But a right to privacy? (Or whatever you wish to call it.) That is what the entire Bill of Rights and constitutional framework of our government is about. For those who believe in a social contract -- those are the terms of the deal: The government is to keep its nose out of our individual affairs so long as we don't infringe on anyone else's individual affairs and in return we won't shoot at members who practice government in public.

You want it as a syllogism?:
Major Premise: The Constitution protects the individual's right to do as (s)he pleases so long as it does not infringe on the rights of another individual;
Minor Premise: Abortion during the first trimester does not infringe on the rights of any other individual;
Conclusion: The Constitution protects the individual's right to an abortion during the first trimester.

You can argue with the major premise and say that the Constitution doesn't say that. But I that is in essence what Amendment IX (and the whole Bill of Rights) says and what it most emphatically originally meant. Such rights exists "as inherent rights, conferred by nobody, preempting any contrary law of a besotted legislature or misogynic Baptist judge."

Those rights are exactly what the IX Amendment protects.

You can argue with the minor premise and say that a fetus is an individual, but I think that that is where you have to torture the Constitution. There is no suggestion of any sort that suggests that the fetus has such standing or was ever intended to. You can cross out "during the first trimester" and it is still probably just as good a syllogism. This is where Roe v. Wade made stuff up, deciding that rights sort of gradually attach.

▸ **Records supplied**:
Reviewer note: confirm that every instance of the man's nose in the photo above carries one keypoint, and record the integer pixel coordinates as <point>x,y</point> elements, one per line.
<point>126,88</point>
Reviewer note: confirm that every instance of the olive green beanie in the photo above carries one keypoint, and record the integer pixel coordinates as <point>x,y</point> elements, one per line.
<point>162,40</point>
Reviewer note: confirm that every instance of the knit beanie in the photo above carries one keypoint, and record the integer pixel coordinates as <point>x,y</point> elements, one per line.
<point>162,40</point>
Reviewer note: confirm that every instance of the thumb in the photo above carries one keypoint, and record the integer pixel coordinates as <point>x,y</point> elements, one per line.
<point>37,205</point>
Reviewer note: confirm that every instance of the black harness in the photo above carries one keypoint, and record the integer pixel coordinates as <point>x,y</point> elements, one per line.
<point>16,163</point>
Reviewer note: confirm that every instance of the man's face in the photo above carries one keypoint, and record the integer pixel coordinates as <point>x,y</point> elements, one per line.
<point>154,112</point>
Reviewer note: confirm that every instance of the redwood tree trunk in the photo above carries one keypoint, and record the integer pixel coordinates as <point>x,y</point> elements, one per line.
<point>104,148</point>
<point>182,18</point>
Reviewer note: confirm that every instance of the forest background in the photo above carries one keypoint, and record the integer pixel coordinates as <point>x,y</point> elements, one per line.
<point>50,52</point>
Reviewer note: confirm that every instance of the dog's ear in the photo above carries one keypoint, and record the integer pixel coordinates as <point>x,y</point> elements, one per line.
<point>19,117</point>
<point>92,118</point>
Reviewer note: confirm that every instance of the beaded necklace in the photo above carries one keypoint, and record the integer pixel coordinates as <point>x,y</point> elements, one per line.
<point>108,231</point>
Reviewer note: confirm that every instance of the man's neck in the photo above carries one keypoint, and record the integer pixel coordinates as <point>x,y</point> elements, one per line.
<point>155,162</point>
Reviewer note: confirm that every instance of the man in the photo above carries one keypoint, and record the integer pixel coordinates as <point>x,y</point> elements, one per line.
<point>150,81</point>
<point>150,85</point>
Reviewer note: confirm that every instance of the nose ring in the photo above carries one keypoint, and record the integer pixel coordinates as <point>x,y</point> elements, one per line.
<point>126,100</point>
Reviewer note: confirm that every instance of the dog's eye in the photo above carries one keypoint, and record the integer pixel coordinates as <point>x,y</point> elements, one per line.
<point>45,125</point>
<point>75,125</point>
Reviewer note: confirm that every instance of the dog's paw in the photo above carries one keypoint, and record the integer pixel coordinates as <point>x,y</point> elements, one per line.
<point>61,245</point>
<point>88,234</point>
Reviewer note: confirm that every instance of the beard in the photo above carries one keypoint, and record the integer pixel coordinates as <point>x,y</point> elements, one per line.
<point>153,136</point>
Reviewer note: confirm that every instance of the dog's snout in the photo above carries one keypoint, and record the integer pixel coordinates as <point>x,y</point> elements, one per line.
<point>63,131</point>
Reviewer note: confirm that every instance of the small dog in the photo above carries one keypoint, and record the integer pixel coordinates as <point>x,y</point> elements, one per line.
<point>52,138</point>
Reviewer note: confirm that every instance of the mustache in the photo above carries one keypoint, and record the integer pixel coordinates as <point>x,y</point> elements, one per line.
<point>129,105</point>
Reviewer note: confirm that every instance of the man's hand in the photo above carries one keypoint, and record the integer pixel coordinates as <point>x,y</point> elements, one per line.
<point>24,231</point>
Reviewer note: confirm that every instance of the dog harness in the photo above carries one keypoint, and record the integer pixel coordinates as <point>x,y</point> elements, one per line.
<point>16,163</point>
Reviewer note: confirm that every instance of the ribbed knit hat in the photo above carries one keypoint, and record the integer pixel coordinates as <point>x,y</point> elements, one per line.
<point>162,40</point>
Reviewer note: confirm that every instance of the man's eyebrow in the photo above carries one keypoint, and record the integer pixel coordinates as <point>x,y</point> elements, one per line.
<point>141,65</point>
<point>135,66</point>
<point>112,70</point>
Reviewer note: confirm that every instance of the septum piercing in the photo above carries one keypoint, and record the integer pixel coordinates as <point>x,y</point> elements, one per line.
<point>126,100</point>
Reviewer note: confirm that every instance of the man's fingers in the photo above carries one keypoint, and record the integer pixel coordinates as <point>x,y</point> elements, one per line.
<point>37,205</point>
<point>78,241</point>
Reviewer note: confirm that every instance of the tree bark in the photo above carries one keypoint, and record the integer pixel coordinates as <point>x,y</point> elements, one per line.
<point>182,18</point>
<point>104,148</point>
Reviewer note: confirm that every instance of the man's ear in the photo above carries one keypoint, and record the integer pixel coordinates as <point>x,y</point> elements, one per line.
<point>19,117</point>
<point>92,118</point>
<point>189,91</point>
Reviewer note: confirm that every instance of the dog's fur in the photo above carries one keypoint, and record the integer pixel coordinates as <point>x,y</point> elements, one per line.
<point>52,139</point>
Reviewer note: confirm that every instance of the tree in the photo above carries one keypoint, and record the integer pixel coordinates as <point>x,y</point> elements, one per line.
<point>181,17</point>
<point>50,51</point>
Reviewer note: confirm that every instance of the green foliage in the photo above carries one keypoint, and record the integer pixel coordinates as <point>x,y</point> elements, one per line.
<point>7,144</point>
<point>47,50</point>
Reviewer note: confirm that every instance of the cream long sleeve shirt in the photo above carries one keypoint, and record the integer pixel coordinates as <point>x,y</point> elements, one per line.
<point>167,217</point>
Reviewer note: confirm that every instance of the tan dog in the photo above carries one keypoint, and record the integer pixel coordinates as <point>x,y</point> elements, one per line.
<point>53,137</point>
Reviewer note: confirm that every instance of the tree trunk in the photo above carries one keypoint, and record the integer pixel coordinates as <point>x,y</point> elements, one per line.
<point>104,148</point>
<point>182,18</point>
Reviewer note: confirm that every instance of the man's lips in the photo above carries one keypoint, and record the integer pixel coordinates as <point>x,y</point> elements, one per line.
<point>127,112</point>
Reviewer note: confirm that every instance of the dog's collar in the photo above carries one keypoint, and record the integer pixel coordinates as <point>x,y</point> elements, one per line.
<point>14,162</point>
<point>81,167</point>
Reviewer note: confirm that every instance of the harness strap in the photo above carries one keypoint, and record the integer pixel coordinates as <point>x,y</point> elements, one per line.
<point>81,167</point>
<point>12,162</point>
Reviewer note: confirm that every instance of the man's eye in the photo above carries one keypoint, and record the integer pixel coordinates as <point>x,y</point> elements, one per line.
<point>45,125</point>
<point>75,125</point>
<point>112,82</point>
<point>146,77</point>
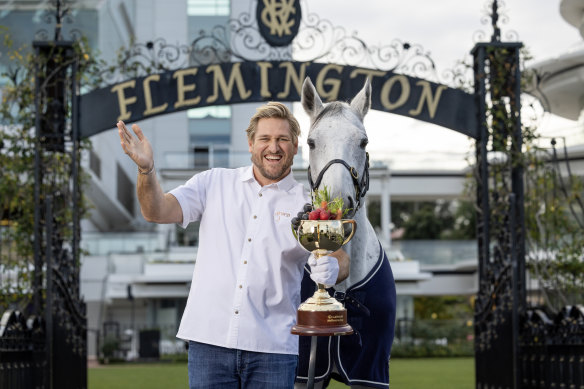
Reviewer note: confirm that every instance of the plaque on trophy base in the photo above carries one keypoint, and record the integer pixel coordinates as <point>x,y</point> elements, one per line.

▸ **What you need to do**:
**a.** Reproduce the passage on constitutional privacy rights, everything from "You want it" down to "the first trimester.".
**b.** Rewrite everything in the rows from the line containing "Reviewer note: confirm that every instance of the man's lips" down to the line containing "<point>12,162</point>", with "dog's collar" changed to "dog's leash" and nothing else altered. Give only those lines.

▸ **In response**:
**a.**
You want it as a syllogism?:
Major Premise: The Constitution protects the individual's right to do as (s)he pleases so long as it does not infringe on the rights of another individual;
Minor Premise: Abortion during the first trimester does not infringe on the rights of any other individual;
Conclusion: The Constitution protects the individual's right to an abortion during the first trimester.

**b.**
Reviewer note: confirm that every instance of the man's lips in the photo above carries one keypoint, and record the integer pixel coordinates as <point>x,y</point> elements, one per line.
<point>127,112</point>
Reviewer note: confirm that every instance of the dog's leash in the photo above carries one keypoint, and record the integer pixel coordinates as <point>x,y</point> elements, one per line.
<point>14,162</point>
<point>81,167</point>
Reviewer note: confirm that every instance of the harness strap in the photo above carries one keypoint, and record the integer pixel coordinates as <point>x,y</point> elements, one per line.
<point>81,167</point>
<point>12,162</point>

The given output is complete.